> _What to do_
Please transcribe the records precisely; pictures stay out of your copy.

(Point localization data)
-.-.-
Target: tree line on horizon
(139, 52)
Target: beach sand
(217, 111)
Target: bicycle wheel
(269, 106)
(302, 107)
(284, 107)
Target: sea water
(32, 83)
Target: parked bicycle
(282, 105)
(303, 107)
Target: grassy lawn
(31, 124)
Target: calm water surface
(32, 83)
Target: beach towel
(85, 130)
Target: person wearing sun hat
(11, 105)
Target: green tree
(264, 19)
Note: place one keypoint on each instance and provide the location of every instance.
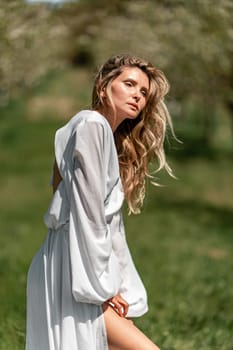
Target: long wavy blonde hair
(138, 141)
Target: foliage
(31, 40)
(182, 242)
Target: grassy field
(182, 242)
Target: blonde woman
(83, 288)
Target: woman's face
(129, 93)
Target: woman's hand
(119, 305)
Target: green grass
(182, 242)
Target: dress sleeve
(94, 266)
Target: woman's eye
(144, 93)
(128, 83)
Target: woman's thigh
(123, 334)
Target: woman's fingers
(119, 305)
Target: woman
(83, 287)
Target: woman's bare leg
(123, 334)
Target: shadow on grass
(203, 211)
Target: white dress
(84, 259)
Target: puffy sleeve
(95, 270)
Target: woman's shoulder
(88, 116)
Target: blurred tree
(190, 40)
(30, 44)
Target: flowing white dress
(84, 259)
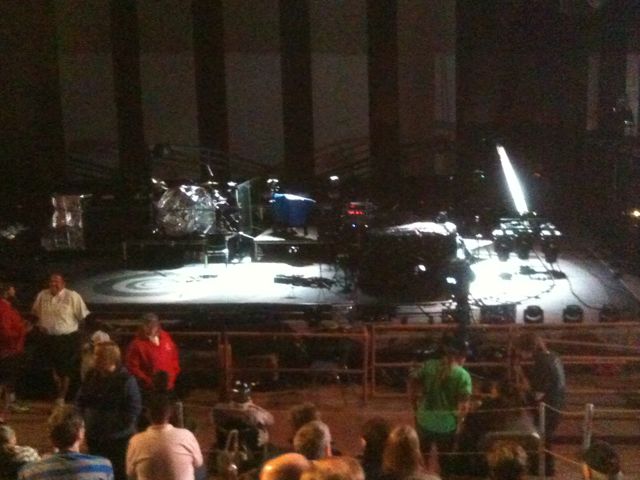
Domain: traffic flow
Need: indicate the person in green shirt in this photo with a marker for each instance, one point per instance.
(440, 390)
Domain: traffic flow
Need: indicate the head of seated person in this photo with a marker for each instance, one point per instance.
(289, 466)
(302, 414)
(402, 456)
(313, 440)
(335, 468)
(507, 460)
(601, 462)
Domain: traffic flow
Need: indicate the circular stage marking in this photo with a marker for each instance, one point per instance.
(140, 285)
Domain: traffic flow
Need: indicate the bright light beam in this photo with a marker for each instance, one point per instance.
(512, 182)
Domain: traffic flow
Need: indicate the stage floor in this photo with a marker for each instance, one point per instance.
(584, 280)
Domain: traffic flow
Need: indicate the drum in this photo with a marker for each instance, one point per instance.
(186, 210)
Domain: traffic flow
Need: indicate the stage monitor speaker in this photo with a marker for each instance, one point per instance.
-.-.-
> _Written response_
Target: tree line on horizon
(139, 52)
Target: beach sand
(217, 111)
Target: bicycle wheel
(269, 106)
(302, 107)
(284, 107)
Target: sea water
(32, 83)
Target: parked bicycle
(282, 105)
(303, 107)
Target: grassy lawn
(31, 124)
Target: calm water surface
(32, 83)
Target: beach towel
(85, 130)
Target: person wearing sun hat
(11, 105)
Target: green tree
(264, 19)
Note: place one keypoint on each instance and provide the location of every instance.
Target: long wavy blonde hair
(138, 141)
Target: foliage
(31, 40)
(182, 242)
Target: grassy field
(182, 242)
Target: blonde woman
(83, 288)
Target: woman's face
(129, 93)
Target: woman's hand
(119, 305)
Target: green grass
(182, 242)
Target: dress sleeve
(94, 266)
Target: woman's eye
(144, 93)
(128, 83)
Target: woman's thigh
(123, 334)
Target: woman's fingers
(119, 305)
Target: woman
(83, 287)
Target: woman's bare leg
(123, 334)
Target: shadow on grass
(203, 211)
Target: white dress
(84, 259)
Target: puffy sleeve
(95, 270)
Target: woman's shoulder
(88, 116)
Target: blurred tree
(190, 40)
(30, 44)
Target: flowing white dress
(84, 259)
Domain: traffic flow
Need: indicate the person in green shirt in this photo with a marker for each instance, one point per instance.
(440, 390)
Domain: traffic flow
Need: indicate the head of seated person in this photo with a marker for each instance, one point per instance.
(289, 466)
(302, 414)
(402, 456)
(313, 440)
(335, 468)
(507, 460)
(601, 462)
Domain: traffic flow
Need: indicate the circular stage marking in this photo with a marker for each instance, one point per instance.
(140, 285)
Domain: traffic flow
Need: indicate the bright light beam in this photo with a marker for each instance, one point per instance.
(512, 182)
Domain: traffic flow
Need: indicate the stage floor in this photo with a marker for each instance, one point per instance.
(584, 280)
Domain: traffic flow
Need: indicate the drum in this photo with a marker for each instance, one point per instance.
(186, 210)
Domain: traffic flow
Need: indicate the stage monitor speaker in this photo with a marker for each instance, one point per instance.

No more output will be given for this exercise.